*Task description*:
Output every record below precisely as it is written.

*Extracted information*:
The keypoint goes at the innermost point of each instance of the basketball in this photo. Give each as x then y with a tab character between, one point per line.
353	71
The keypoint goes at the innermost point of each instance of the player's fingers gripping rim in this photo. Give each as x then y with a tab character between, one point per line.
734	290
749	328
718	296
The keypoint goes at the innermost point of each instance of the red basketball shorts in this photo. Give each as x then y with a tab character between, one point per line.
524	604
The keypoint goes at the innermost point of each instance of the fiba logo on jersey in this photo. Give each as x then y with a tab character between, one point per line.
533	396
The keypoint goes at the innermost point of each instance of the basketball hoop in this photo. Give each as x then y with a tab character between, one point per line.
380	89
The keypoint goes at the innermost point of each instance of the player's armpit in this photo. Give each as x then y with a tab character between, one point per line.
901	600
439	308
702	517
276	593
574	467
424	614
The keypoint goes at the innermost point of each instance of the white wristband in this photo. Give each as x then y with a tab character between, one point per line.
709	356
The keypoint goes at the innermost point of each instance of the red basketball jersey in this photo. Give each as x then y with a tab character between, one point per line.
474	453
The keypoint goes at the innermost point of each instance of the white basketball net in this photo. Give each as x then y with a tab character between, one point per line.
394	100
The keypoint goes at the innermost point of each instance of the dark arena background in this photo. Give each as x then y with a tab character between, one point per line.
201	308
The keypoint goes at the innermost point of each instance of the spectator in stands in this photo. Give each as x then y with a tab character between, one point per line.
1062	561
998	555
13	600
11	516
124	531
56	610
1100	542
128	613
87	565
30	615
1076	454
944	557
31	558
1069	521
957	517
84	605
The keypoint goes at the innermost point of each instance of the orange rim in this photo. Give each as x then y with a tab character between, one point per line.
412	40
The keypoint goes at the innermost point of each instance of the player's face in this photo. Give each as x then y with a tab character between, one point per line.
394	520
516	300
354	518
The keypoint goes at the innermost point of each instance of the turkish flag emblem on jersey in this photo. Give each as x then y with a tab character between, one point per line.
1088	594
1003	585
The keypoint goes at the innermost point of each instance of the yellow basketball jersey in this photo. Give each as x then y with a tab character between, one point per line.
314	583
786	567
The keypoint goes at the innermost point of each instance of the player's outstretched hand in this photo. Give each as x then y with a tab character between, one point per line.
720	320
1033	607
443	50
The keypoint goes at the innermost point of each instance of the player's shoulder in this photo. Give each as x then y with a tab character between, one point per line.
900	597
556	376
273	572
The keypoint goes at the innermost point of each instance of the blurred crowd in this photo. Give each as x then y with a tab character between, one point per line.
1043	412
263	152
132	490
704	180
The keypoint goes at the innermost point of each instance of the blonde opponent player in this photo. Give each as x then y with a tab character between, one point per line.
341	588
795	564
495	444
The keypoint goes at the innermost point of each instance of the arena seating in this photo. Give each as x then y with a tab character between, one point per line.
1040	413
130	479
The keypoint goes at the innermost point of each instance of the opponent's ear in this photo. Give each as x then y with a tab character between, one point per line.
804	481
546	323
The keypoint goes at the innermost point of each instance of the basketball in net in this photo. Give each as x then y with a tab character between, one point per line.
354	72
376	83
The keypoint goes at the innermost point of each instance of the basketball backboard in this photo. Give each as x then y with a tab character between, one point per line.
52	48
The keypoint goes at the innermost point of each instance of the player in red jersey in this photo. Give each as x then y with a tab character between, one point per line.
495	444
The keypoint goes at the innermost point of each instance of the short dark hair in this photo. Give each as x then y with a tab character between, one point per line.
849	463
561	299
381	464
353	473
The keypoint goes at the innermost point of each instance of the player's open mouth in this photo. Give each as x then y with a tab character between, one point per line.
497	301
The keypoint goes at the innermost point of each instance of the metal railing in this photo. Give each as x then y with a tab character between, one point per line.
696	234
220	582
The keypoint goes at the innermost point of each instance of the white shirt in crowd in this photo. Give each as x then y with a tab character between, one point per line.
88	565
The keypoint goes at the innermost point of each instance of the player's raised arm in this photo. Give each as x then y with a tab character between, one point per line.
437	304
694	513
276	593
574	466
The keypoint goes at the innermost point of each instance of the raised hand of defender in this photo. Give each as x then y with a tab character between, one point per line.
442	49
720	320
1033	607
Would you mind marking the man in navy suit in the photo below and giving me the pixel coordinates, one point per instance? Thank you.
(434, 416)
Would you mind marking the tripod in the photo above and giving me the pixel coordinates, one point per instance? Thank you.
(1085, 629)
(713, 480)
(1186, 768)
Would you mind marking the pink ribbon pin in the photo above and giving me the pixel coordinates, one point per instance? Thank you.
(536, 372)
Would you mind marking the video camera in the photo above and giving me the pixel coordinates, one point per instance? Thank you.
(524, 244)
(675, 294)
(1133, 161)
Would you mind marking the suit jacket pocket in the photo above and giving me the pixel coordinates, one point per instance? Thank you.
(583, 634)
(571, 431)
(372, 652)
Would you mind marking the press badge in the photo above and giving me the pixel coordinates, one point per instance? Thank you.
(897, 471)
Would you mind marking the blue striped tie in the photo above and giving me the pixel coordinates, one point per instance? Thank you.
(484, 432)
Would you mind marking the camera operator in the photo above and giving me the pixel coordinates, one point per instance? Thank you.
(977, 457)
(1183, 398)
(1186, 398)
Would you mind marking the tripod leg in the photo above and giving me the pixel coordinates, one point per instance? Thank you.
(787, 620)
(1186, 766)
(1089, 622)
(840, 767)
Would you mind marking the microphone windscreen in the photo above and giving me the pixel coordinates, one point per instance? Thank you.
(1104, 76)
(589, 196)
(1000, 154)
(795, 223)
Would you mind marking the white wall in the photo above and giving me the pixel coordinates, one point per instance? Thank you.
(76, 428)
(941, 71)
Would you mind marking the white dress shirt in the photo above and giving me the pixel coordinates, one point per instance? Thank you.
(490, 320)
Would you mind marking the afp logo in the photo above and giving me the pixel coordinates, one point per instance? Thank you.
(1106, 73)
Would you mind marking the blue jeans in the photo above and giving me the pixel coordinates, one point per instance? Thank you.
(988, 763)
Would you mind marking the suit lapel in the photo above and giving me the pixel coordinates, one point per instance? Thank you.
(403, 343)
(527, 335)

*Response area*:
The keypoint goes at the innermost point of each instance of the basketball in this photo. Give each as x then y with a tab character between, one point per line.
353	71
The keypoint goes at the innermost point of each instance of the player's fingers gripping rim in this photo. Give each as x then y with a tab character between, one point per line.
734	290
749	328
718	296
The keypoint goes at the innermost point of each instance of the red basketball shorts in this photo. Give each as x then y with a tab character between, one point per line.
524	604
The keypoint goes at the innermost point of each instance of the fiba logo on jersey in this photo. Give each as x then y with a tab character between, one point per line.
533	396
The keypoint goes at the innermost point of each instance of the basketball hoop in this photo. Give each as x then y with a tab character between, one point per line.
380	89
The keypoint goes at the innermost point of each instance of the player's armpit in this photo. Give each as x then y with a tab character between, one point per line.
901	600
439	308
702	517
276	593
574	467
424	614
The keypoint goes at the innermost point of each instance of the white wristband in this photo. Give each as x then y with a tab character between, one point per line.
709	356
The keypoint goes at the innermost point of each instance of the red basketball jersey in this photo. Give each as x then y with a tab character between, one point per line.
474	453
The keypoint goes at the innermost point of each instance of the white basketball net in this photo. Give each as x then y with a tab character between, one point per line.
394	100
The keypoint goes at the innermost point of each instance of the dark arena background in this photo. Give each as x then y with a tab character between, one point per line.
201	308
The keypoint goes at the innermost point of each instance of the spectator in stands in this photo. Give each as x then y with a tab character between, one point per line.
1062	561
998	555
13	600
11	516
124	531
56	610
1100	542
128	613
87	565
30	615
1076	454
944	557
31	558
1069	521
957	517
84	605
The keypoint goes at the innermost point of each instance of the orange rim in this photo. Give each as x then y with a tab character between, one point per line.
412	40
The keypoint goes at the innermost point of each instance of the player's face in this photo. Give each as x then y with a tab character between, one point per line.
394	520
516	300
354	518
The keypoint goes at the innermost point of each instance of the turkish flag emblem on jersey in this photo. Give each as x then y with a tab character between, one point per line.
1088	594
1003	585
The keypoint goes at the innermost point of each instance of the yellow basketball jersey in this photo. Give each as x then y with a tab character between, one point per line.
314	583
786	567
The keypoint goes at the innermost point of each instance of the player's outstretched hand in this photo. Give each as x then y with a tab character between, one point per line.
720	320
1033	607
443	50
The keypoint goes at the innermost point of each instance of the player's shoulder in this photo. Give each as x then y with a tab character between, one point per line.
900	597
556	376
273	572
The keypoint goes at the innermost point of each instance of the blurred crowd in this photo. Give each as x then y with a tab character between, one point per line.
1043	412
263	152
132	490
704	180
The keypoint goes at the innermost point of each instance of the blonde opponent player in this photo. Give each as x then y with a tab character between, one point per line.
341	588
795	564
495	444
The keypoint goes at the innermost point of each instance of the arena seating in this photo. Give each as x then y with a tab character between, one point per line.
1040	413
130	479
The keypoint goes at the innermost point of each instance of the opponent's ear in this photo. Give each as x then y with a tab character between, one point per line.
804	481
546	323
The keypoint goes at the innermost point of each instance of the basketball in net in this photo. Give each as x then y with a tab character between, one point per line.
354	72
376	83
The keypoint goes at the innermost point of each instance of the basketball backboard in this photo. Give each as x then y with a tab character between, one point per line.
52	48
The keypoint goes at the innermost point of each instance of the player in red jersey in this photo. Give each as x then y with a tab character between, one point per line.
495	444
The keypoint goes at the innermost point of each instance of the short dark hair in this photo. Give each as x then y with a tab character between, one point per line.
849	463
561	299
381	464
353	473
The keypoint goes at the innermost point of each instance of the player's open mouth in this photo. Give each as x then y with a tab character between, one point per line.
497	301
The keypoint goes at the innermost point of each instance of the metal railing in this photo. Give each as x then y with a tab character between, one point per line.
696	234
220	582
The keypoint goes at the innermost point of each instance of the white shirt in crowd in this photo. Give each as x then y with a tab character between, one point per line.
88	565
The keypoint goes at the innermost point of each instance of the player's raised arm in this photo. Give each as x then y with a tab character between, one point per line.
437	304
694	513
276	593
574	466
The keypoint goes at the innermost point of each instance of the raised hand of defender in this photo. Give each as x then y with a tab character between, one point per line.
442	49
720	320
1033	607
Would you mind marking the man in navy suit in the photo below and giving me the pixel coordinates, one point per instance? Thank you.
(434, 416)
Would you mind marking the tripod in the photo above and giving me the pixel coordinates, one point per instance? Thank you.
(1085, 629)
(713, 480)
(1186, 768)
Would you mind marking the pink ribbon pin in the photo above and giving me the pixel coordinates, one point per instance? Thank you.
(536, 372)
Would you mind marking the video camera in the photo above and giving me the pixel coordinates, one point per instance? Thank you.
(524, 244)
(675, 294)
(1133, 161)
Would you mind marking the suit jacket pocket in the photo above and giving me the pixel coordinates, one point per instance? Thank you.
(583, 634)
(571, 431)
(372, 652)
Would you mind marking the press badge in the photo above and giving me the pixel coordinates, one point per instance? Thank you.
(897, 471)
Would you mind marking the blue striped tie in the photo above and giving me the pixel coordinates, one point per instance? Thank you.
(484, 432)
Would you mind marking the camera operator in the photo above and giving me the pixel coordinates, one point per instance? Thank you.
(977, 457)
(1183, 398)
(1186, 398)
Would you mind marking the tripod leg in the photo above and giving me the pixel coordinates, one point per instance? Thank you.
(787, 620)
(1186, 766)
(1089, 622)
(840, 767)
Would you mind marking the microphone windscreen in the photo above and giving me the pixel coordinates, one point per instance? Thank you.
(1104, 76)
(589, 196)
(1000, 154)
(795, 223)
Would you mind marking the white wall in the photo above and giving me the pixel coordinates, one point per instance? Thank you.
(76, 428)
(941, 71)
Would you mind marking the white dress shirt in the photo above and giving me the pixel coordinates, one point per instance? Thank you.
(490, 320)
Would you mind marking the afp logo in the photo above and giving me the pixel coordinates, one point per instance? Thank you.
(1106, 73)
Would you mind marking the blue jeans in the photo above and giving me the pixel coordinates, one point per instance? Thank you.
(988, 763)
Would you mind marking the suit lapel in the photo above and giving me the pixel coordinates, one point per instance? Thank you.
(403, 343)
(527, 335)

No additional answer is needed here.